DATA LISTING =>
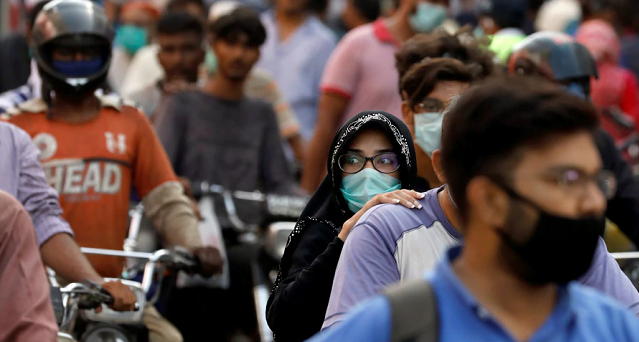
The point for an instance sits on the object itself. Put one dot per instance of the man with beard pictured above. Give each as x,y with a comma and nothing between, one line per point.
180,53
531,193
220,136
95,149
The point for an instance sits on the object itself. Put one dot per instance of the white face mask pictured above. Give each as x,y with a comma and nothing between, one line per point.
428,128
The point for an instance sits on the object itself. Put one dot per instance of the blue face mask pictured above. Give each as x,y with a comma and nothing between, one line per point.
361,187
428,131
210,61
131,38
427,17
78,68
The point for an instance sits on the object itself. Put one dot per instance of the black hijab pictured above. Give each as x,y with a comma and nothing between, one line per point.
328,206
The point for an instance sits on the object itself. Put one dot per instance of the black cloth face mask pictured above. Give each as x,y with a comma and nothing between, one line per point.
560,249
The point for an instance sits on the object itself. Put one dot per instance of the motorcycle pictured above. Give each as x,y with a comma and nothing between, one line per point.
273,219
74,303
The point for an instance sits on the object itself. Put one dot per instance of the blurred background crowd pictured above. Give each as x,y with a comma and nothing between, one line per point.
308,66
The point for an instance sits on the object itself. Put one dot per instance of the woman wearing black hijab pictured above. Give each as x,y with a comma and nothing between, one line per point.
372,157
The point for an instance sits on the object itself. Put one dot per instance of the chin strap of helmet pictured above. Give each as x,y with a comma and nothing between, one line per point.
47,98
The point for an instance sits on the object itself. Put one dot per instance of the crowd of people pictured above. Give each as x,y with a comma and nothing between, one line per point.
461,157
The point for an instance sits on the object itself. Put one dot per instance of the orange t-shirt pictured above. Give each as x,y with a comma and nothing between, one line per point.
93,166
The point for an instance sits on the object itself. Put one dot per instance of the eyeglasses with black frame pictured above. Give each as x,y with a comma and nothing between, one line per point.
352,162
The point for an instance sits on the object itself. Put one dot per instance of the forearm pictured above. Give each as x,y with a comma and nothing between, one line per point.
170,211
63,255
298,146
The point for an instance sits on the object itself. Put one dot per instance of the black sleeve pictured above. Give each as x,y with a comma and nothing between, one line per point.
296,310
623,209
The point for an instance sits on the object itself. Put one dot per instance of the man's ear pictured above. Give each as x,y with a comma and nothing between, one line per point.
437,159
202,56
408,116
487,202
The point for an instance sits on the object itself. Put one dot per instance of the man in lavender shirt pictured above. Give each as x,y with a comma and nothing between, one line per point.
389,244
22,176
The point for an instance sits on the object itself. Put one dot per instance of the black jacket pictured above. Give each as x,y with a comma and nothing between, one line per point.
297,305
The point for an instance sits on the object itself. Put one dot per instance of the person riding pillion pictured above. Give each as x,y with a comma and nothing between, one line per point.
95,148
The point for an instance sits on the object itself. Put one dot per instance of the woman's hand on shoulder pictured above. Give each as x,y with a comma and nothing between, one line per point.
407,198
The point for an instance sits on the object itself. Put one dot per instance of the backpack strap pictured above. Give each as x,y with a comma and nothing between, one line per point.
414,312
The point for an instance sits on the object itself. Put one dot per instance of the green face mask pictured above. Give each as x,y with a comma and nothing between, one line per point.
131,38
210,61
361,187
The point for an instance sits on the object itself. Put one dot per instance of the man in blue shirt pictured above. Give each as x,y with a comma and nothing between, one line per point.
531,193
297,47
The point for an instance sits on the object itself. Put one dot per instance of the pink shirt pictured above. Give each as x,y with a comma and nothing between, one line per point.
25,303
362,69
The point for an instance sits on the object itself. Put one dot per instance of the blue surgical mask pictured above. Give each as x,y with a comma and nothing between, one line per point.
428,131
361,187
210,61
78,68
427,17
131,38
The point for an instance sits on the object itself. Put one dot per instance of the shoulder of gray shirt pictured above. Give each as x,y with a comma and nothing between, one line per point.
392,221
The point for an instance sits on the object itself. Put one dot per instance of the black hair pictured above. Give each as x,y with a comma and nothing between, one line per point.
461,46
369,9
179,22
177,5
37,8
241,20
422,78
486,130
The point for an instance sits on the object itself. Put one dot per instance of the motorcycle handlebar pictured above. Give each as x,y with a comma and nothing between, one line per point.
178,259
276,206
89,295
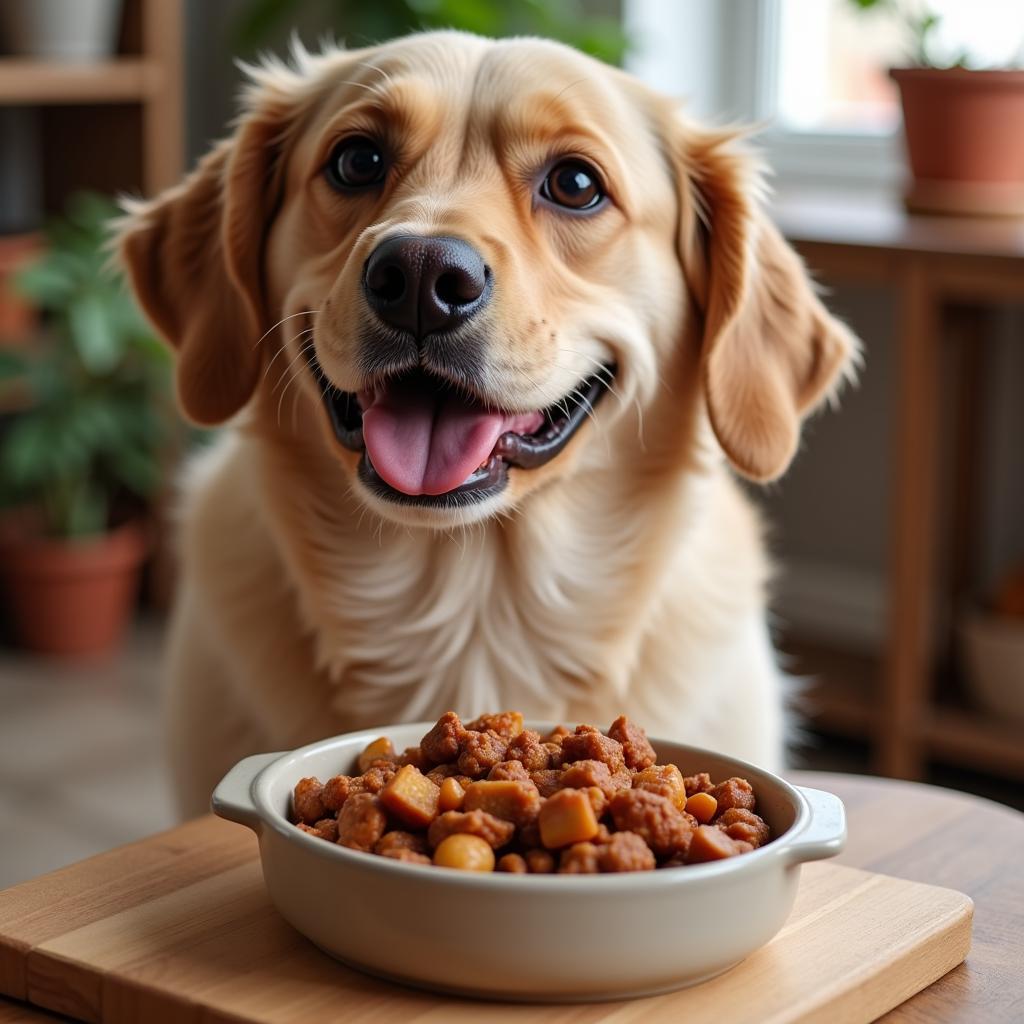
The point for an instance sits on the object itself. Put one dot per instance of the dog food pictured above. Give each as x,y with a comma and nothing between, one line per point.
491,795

GIVEN PROBLEM => Every record above should be transcribed exactly; the pictures stay out of the copy.

RESULT BELOW =>
The point for an instance sits on the object itself. Put one dot per instance of the man with beard pictured above. Give each as x,y with a comma and nothing between, one line per point.
180,53
531,193
220,136
95,149
The point for an instance sits on the object itself. Put one dot per instance of the white face mask pictured above. Give each as x,y with a comma and nothing between, one line per point.
428,128
The point for an instance sits on the object itself. Put one dot per instance of the blue face mask pictured above. Give each as x,y with a comma and nothing between, one line per point.
361,187
428,131
210,61
131,38
427,17
78,68
The point for an instance sits on the object itself. Put one dot per instance of the black hijab pictured above. Give each as x,y with a comma and nothing between, one line per point.
328,206
The point for an instance sits on the object itself. Put one dot per instance of the black cloth face mask pictured above. Give each as x,y with a comma and nothing between, one line per point.
560,249
The point for an instance sits on the object itself. Put one dot per instance of the motorcycle pictured above. Give each as x,y with a comma and nothing between, one line per point.
273,219
74,303
The point for an instance sits on the object itself. Put one dot per instance of the blurred background crowd pictured above. Give each as x,y with a comma and nothing between, one line per point.
308,66
The point for an instance sits on the object itself. Put one dot per instance of the woman wearing black hijab pictured above. Give each as x,y with a comma and nothing between, one line per point.
372,157
The point for an instance sits on the object itself. Put one dot per instance of the chin strap of helmet pictured above. Give each as x,y with a comma and nothing between, one line per point.
47,98
The point for an instance sits on the object itself. Put one dot per instance of the crowd of people pictured above. Give each as x,y with a comma and nothing between, one line per point.
461,157
The point for an instance sits on the object itself. Put one dot per instance of the orange t-shirt pictured above. Give each as x,y with a comma and nothing between, one line per point.
93,166
The point for an instance sits on the object itself. Put one dot per instance of the eyeglasses with black frame pictured above. Give each as x,y with a comma and nothing between, one line per point.
352,162
The point for an instance sits on the object itself. Put one dot per instance of the forearm pictured above. Give each as x,y with a comma and nothing between, one line per point.
170,211
63,255
298,146
The point for an instance sits on the object itself. Put one dot per instance of the black sleeve pictured above. Give each as x,y with a comma and nothing between, one line per point.
296,310
623,209
The point for an instance sits on the object itself. Put one dot per instance of the man's ear pictured above. Give each as x,y with a comma and nothing between, one line per point.
437,159
202,56
408,116
487,202
The point for an instance sits on the object itself. Put one dot per instance of the man in lavender shirt pictured above. Give each as x,y with a comma and nothing between, one line per point.
389,244
22,176
The point for an instance sits on the object itself. Put one dot per instance of the black jacket pictured above. Give each as x,y with a comma and nothing between, one line per point.
297,305
The point for an instance sits on the object itself. Put one dot per instance of the person riding pillion pictured above. Give each as x,y with a comma and nothing between, one line per point.
95,148
The point for an instance sits on the object itself. Put one dot per instance of the woman's hand on shoulder pictured above. Give each as x,y with a comma and nothing between, one line per point.
407,198
The point for an instance sits on the object itself. Put one dot per instance of the backpack strap pictured above. Give each as x,y with a comma and nothing between, one line per point.
414,312
The point for an instance sits on the object itself. Put one dot per instance of the green face mask pictured above. Give each as x,y with a comma and nothing between, one line per point.
131,38
210,61
361,187
The point for an instance sits on the object itself. Put one dot per instance of the man in blue shirt pictured above. Give each as x,y with a comma and nothing between, one line per point.
531,193
297,47
The point for an instance sits on the object itself. Put one dot per instance of the pink shirt pictured above. Give each as x,y with a comma and nothing between, one line per point.
25,303
362,69
The point for an instance sits on the object itself. Put one dot per instance of the blue surgical mask pictured above. Give each as x,y with a comma and nothing between, one line per point.
428,131
361,187
210,61
78,68
427,17
131,38
The point for an instance sits on the object itself. Put one dot per instance of the shoulder of gray shirt pictured above. Give each as x,y with a comma and nothing between, one line per point.
392,221
The point for an instance sits on the object itself. Put one dot per instance of the black hair pictured above. Give each as x,y with a comma and nothing between, one line per point.
461,46
369,9
179,22
177,5
37,8
241,20
422,78
486,130
The point for an instance sits on the object itself. Put one dot per instance of the motorcycle handlebar pictured above. Give each as x,y with a comma and nothing between, one line per point.
178,259
276,206
89,295
The point for an instance sits on the object itself. Put one dot per instance of the dog food pictured above. Give each as x,y with a comma and nothing between, one line per point.
491,795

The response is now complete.